- 文書の抜粋 -
»»
伊藤沙莉さん(以下敬称略):はい。私は何故か全身がビッチャビチャになるシーンを撮ったあとに永瀬さんにカメラを向けられまして(笑)。

池松:そうそう!「ちょっと撮りたいんだけど」って(笑)。女優さんの場合、普通だったら「ビッチャビチャの姿はちょっと…」とマネージャーさんが止めたりすることもあるけれど、伊藤さんもマネージャーさんも全く気にしている様子がなくて(笑)。

伊藤:「大丈夫ですか?わたしずぶ濡れですけど?」と言ったら「ずぶ濡れのままでいいですよ」と。なので「わかりました!」と言って撮ってもらいました(笑)。

池松:永瀬さんが現場にカメラを持ってきて僕たちのポートレイトを撮ってくれたのは、ジャームッシュ監督が大事にしてきた“パーソナルな出会いを刻むこと”を継承しようとしていたからなのではないかとふと思いました。シャッターを切るとは2人にとってたぶんそういうことなのではないかと。

そしてこの映画はそんなさりげない美学を持った2人のDNAを受けて作られた作品だということを永瀬さんは喜んでくれていたんじゃないかとも思いました。映画とはいわば2度とやってこない時間を刻むものであって、写真も同じような意味を持ちますよね。お2人はその人や時間との出会いを刻むためにポートレートを撮っていたんじゃないかと。

〝刻む〟って実はすごく残酷なことでもあって、例えば撮った側は撮った写真を見るたびにシャッターを切った人や時間のことを思い返すことになりますよね。撮られる側はたぶん一生見ることのない写真を…。お2人はその写真をどこかに売ったり、シェアして「いいね」をもらおうとなんてたぶん全く考えていません。恐らくあくまでパーソナルな出会いを刻むようにシャッターを切っている。 “刻む”ということを続けながらジャームッシュ監督も永瀬さんも映画や人と向き合ってきたのではないかと、そんなことを思いました。今話したのは僕の解釈ですが、そんな美しいインスピレーションをこの映画に持ち込んでくれる永瀬さんに心から感謝しましたし、感動しました。


映画の中の照生と葉のように息ピッタリのトークを繰り広げていた池松さんと伊藤さん。そんなお二人が出演する映画『ちょっと思い出しただけ』を是非チェックしてみてくださいね!

Column
−おふたりのおすすめ映画は?

伊藤:昨年の夏に観た『映画クレヨンしんちゃん 謎メキ!花の天カス学園』はとても良かったです。しんのすけは幼稚園の同級生の風間くんに誘われて全寮制の超エリート校に1週間だけ体験入学するのですが、もともとエリートの風間くんはずっとふざけているしんのすけと喧嘩しちゃうんです。そのあといろいろ事件が起きたりして、謎解き要素もあって楽しめましたし、何より風間くんがしんのすけたちを体験入学に誘った本当の理由がわかった途端に胸がキュッとなって泣いちゃいました。ちなみに、先日、柄本佑さんとお仕事ご一緒したのですが、佑さんもこの映画を最近のベスト3に挙げていました。
««
- データ一覧 -
»»
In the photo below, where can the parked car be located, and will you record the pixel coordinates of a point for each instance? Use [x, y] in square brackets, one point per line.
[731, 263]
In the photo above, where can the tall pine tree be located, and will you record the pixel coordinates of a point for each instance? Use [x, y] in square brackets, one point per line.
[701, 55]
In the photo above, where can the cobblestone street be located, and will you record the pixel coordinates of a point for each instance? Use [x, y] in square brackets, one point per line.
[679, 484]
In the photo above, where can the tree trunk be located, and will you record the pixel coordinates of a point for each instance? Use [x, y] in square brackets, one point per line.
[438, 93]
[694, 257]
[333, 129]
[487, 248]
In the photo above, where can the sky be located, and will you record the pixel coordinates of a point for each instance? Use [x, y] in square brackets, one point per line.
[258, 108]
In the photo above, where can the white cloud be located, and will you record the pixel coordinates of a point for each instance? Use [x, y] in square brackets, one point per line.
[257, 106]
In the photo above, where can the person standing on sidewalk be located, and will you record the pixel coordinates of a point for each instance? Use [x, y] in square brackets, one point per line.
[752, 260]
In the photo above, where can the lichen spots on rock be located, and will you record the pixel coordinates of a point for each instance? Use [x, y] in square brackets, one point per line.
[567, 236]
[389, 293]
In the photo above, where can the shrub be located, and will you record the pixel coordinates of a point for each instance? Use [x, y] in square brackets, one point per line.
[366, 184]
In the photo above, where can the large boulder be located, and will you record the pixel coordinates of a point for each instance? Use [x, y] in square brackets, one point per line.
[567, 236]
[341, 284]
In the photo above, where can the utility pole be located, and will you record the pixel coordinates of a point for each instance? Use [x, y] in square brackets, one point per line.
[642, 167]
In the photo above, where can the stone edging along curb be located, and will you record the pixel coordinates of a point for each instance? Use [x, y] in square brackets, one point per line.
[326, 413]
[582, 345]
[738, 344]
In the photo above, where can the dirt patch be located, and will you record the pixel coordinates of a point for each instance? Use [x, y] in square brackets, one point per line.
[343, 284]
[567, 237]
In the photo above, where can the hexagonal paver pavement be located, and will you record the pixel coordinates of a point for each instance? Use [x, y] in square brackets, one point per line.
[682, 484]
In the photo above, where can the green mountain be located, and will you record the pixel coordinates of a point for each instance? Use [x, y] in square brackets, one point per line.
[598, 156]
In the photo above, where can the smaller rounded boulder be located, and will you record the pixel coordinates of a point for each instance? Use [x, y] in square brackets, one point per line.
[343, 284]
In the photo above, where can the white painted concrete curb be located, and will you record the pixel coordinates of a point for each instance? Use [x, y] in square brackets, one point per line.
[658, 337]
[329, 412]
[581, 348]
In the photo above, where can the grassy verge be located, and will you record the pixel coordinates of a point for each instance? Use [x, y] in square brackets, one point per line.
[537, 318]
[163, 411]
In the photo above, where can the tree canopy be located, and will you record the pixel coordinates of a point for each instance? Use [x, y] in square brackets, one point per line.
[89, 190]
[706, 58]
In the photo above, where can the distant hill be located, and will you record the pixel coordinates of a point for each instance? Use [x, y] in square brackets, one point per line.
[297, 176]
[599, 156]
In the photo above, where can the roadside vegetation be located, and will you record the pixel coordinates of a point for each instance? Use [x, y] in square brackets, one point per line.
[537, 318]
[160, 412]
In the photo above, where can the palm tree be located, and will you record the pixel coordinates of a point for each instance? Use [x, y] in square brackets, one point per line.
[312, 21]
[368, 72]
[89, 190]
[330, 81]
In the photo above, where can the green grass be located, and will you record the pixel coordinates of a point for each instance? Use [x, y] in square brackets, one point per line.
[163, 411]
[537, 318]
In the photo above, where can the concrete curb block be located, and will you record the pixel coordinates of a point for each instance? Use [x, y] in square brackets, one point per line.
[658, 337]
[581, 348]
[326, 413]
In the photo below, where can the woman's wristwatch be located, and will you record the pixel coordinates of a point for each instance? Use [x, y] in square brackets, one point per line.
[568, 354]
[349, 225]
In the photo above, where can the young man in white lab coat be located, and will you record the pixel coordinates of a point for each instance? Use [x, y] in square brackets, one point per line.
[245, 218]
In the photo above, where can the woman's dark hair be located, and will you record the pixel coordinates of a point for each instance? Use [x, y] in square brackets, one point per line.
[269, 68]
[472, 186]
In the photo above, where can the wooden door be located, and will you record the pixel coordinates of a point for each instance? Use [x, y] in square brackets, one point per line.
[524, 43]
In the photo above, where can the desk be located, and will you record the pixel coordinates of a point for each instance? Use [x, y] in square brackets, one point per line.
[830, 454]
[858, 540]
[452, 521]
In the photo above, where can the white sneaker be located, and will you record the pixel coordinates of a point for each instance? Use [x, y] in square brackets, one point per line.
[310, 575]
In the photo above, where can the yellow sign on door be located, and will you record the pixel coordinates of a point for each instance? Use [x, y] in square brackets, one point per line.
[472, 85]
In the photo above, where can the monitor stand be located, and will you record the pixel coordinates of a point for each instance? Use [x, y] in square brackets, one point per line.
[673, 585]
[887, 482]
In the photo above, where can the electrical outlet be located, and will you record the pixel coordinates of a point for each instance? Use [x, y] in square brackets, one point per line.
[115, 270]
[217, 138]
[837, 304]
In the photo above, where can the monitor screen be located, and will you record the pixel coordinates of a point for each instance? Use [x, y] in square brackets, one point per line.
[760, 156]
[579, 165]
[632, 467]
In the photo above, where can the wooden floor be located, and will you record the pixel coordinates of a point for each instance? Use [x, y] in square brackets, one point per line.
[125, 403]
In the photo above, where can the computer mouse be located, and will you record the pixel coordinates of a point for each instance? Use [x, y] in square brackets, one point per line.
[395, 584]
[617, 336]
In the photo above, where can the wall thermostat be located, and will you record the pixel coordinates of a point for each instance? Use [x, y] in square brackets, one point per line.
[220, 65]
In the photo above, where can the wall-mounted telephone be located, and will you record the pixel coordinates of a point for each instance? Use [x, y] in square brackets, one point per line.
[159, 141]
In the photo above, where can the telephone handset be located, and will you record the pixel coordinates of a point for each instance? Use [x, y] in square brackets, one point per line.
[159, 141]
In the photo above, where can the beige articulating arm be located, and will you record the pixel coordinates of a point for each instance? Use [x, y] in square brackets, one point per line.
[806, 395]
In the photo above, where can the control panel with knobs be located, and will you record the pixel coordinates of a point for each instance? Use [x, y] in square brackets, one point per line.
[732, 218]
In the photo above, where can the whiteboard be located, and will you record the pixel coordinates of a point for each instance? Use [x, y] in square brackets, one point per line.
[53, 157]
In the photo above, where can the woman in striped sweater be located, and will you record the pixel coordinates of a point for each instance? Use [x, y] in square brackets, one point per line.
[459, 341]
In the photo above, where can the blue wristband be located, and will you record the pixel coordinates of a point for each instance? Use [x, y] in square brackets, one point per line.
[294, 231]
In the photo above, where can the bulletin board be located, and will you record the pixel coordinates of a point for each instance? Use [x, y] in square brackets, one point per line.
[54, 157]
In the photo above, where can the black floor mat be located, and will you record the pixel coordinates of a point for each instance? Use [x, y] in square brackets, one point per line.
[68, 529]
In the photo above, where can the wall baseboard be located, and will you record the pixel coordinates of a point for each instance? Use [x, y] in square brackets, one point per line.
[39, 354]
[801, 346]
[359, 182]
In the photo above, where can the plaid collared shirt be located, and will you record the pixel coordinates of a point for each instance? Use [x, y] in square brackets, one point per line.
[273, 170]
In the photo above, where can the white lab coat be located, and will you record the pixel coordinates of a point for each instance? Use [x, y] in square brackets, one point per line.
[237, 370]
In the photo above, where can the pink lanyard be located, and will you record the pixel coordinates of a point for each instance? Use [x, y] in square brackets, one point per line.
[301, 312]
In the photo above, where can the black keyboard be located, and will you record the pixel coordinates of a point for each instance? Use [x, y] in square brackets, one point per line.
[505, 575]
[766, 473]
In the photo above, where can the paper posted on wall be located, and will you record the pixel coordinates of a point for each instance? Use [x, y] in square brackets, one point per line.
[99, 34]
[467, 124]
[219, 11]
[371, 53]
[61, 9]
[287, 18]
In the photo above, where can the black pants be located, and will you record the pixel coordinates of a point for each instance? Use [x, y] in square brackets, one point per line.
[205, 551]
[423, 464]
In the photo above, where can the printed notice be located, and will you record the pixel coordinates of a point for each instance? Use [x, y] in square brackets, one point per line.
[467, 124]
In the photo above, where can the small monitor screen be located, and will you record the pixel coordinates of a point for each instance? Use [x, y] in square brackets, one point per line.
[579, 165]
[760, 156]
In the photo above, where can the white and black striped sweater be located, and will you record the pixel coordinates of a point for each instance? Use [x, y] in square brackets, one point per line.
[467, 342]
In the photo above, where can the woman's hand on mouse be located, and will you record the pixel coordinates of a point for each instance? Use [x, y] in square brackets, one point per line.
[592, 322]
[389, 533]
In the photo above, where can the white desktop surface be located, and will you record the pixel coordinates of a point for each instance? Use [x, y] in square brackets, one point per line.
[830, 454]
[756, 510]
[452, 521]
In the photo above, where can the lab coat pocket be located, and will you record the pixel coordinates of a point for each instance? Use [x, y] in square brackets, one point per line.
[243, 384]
««
- 取り組む課題 -
A – インタビューで、伊藤が永瀬にカメラを向けられたのは、どんなシーンを撮ったあとか。
B – インタビューに名前が出てくる映画の登場人物をすべて挙げよ。
C – インタビューを、最後の文のあとから書き継げ。

- 課題ごとの解答 -
A – 全身がビッチャビチャになるシーンを撮ったあと。

B – 照生、葉、しんのすけ、風間くん

C –
池松:数日前にNetflixで観た『ロスト・ドーター』という映画がとても良かったです。 とある女性の崩壊と再生のような内容かなと思いきや、母とは、娘とは、子を産み育てるとは、女とは。と、かなり広く深く潜ったところをパーソナルな視点から漂うものとその問いに挑んで確かに掴み取っている作品でした。女優のマギーギレンホールが初監督した作品で、今年の映画賞を席巻中です。オリヴィア・コールマンが見事で、撮影や脚本も見事。これまで見たこの手のジャンル映画の中でもかなり良かったです。

写真/三橋優美子 取材・文/奥村百恵

映画『ちょっと思い出しただけ』 ※現在公開中

©︎2022『ちょっと思い出しただけ』製作委員会

−Story
照明スタッフの照生と、タクシードライバーの葉。 物語はふたりが別れてしまった後から始まり、時が巻き戻されていく。 愛し合った日、喧嘩した日、冗談を言い合った日、出会った日…。 コロナ禍より前の世界に戻れないように、誰もが戻れない過去を抱えて生きている。 そんな日々を”ちょっと思い出しただけ”。

−About
クリープハイプの尾崎世界観が自身のオールタイムベストに挙げるジム・ジャームッシュの名作映画『ナイト・オン・ザ・プラネット』に着想を得て書き上げた、本作の主題歌『ナイトオンザプラネット』。 『バイプレイヤーズ』シリーズ、『くれなずめ』などこれまで仲間たちとの友情を描いてきた松居大悟監督がこの楽曲を受けて、初となる完全オリジナルラブストーリーとして映画化。 これまで『君が君で君だ』などで松居監督作品にも多く出演してきた池松壮亮が主演を務め、今や数々の作品から引く手数多の伊藤沙莉と初共演を果たした。そのほか永瀬正敏、國村隼、尾崎世界観、河合優実、成田凌など豪華キャストが出演している。

■キャスト・スタッフ
出演:池松壮亮、伊藤沙莉 ほか 監督・脚本:松居大悟 主題歌:クリープハイプ「ナイトオンザプラネット」(ユニバーサル シグマ)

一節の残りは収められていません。